Objective: In the excerpt about Jamaican politics, which islands is at least one government minister said to be visiting this week?

Excerpt to read:
=-=-=-=-=

I do not understand the inertia. As another online friend tweeted last week: “Why does it take us so long in Ja to DO anything?
#perplexing.” Perhaps this question, which I have often asked, has answered itself. As a former U.S. Ambassador to Jamaica commented many years ago, I prefer to applaud achievements, not announcements. Action needed, please!
Meanwhile, I hear at least one government minister is visiting the fair isles of Trinidad and Tobago this week… Yes, Carnival time is here! But then, as we say in Jamaica, their bread is buttered…on both sides.
They also say that empty barrels make the most noise. Certainly, the rumblings over the “Enemy of the State” comment by our Prime Minister subsided last week. Ms. Simpson Miller put her foot down, and strongly (and I mean strongly) rejected any suggestion that she should apologize for her remarks – which suggests that they may well have been scripted. “Apologize for WHAT!” our fearless leader snapped at a broadcast journalist. She also issued a press release suggesting that “leaders should be careful with their statements.” OK. I tell you what… Let’s move on. I commend to you my fellow-blogger Damien Williams’ comments on the topic. See link below.

=-=-=-=-=

Records:
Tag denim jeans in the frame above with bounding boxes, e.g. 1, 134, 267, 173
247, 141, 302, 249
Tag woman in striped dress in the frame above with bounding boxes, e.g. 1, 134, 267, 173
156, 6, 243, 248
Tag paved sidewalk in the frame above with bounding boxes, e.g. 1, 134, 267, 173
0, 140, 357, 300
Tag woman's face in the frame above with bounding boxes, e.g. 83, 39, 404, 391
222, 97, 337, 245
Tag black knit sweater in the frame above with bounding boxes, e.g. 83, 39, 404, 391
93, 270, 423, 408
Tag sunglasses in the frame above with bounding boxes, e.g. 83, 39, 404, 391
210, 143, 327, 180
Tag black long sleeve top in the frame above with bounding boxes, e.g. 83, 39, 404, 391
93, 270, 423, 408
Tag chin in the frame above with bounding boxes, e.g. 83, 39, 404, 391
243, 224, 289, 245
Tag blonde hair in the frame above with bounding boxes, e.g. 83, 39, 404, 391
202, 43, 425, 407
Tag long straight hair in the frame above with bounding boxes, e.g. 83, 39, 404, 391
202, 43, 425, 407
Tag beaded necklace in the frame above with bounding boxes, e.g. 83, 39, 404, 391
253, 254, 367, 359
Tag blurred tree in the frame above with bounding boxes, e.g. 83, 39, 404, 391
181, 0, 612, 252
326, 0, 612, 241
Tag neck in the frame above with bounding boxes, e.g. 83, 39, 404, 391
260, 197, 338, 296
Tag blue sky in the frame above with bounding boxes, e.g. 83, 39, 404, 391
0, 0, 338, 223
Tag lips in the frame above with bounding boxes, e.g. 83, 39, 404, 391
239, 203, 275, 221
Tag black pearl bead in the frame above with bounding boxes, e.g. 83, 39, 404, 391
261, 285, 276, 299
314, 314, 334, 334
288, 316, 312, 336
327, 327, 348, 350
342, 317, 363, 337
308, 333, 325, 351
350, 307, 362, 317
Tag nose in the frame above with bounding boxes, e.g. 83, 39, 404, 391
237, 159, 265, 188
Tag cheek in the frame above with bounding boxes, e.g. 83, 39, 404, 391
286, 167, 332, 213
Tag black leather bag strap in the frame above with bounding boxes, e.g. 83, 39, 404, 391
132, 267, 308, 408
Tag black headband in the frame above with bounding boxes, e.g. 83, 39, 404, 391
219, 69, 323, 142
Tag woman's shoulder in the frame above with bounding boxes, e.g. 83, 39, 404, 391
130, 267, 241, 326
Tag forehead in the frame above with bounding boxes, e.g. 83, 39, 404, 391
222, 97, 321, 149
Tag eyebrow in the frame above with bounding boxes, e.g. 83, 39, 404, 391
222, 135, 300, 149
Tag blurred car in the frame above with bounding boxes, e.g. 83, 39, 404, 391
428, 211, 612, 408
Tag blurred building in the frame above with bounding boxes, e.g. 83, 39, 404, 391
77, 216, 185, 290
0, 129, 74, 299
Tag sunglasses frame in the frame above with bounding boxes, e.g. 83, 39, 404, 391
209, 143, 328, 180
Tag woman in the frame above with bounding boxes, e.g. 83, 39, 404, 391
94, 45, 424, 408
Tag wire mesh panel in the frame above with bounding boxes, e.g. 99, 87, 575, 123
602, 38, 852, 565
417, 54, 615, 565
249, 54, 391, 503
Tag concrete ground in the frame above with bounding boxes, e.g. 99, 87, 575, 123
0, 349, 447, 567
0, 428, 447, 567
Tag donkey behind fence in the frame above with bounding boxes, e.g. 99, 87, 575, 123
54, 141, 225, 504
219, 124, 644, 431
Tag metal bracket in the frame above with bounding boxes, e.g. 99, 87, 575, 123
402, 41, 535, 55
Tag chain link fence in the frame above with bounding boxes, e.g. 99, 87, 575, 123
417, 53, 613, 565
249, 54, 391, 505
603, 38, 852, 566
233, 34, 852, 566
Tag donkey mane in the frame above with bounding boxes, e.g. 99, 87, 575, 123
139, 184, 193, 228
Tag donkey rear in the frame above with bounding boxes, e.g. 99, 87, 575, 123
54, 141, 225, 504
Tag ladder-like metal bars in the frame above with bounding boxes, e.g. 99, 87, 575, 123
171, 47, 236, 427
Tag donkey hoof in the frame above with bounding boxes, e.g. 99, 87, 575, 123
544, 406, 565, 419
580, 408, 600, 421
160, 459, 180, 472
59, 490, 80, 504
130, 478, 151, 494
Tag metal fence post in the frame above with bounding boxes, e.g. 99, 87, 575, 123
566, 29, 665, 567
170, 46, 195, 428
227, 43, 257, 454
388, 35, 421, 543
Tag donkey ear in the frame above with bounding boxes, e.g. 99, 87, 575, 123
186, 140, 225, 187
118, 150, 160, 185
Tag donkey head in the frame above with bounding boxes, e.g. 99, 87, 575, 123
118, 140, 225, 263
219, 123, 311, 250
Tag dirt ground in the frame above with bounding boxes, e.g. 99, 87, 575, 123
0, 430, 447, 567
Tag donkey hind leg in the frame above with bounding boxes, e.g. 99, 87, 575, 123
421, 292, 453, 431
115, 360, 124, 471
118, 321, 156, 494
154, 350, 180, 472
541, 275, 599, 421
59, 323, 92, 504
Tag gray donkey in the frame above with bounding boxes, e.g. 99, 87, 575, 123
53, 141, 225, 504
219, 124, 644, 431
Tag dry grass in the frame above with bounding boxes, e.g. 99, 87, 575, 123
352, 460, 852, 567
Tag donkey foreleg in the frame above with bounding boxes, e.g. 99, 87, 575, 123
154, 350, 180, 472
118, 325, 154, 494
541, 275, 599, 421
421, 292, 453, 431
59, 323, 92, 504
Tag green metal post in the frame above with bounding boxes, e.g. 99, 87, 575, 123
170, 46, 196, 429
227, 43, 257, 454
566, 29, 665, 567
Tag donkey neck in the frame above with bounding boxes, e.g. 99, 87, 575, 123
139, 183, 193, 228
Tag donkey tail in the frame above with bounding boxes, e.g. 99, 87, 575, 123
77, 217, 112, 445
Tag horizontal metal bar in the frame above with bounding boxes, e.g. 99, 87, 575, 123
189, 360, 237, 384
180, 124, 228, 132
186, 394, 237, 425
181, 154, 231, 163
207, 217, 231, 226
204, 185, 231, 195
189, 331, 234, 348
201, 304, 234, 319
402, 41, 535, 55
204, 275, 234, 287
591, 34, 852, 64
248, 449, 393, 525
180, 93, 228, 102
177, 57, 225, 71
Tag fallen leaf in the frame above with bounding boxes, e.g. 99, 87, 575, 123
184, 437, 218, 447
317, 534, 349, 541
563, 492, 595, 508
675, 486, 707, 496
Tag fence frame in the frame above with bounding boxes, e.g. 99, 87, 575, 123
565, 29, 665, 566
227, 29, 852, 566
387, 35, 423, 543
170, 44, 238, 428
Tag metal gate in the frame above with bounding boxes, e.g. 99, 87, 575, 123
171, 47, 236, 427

=-=-=-=-=

Problem solution: Trinidad and Tobago.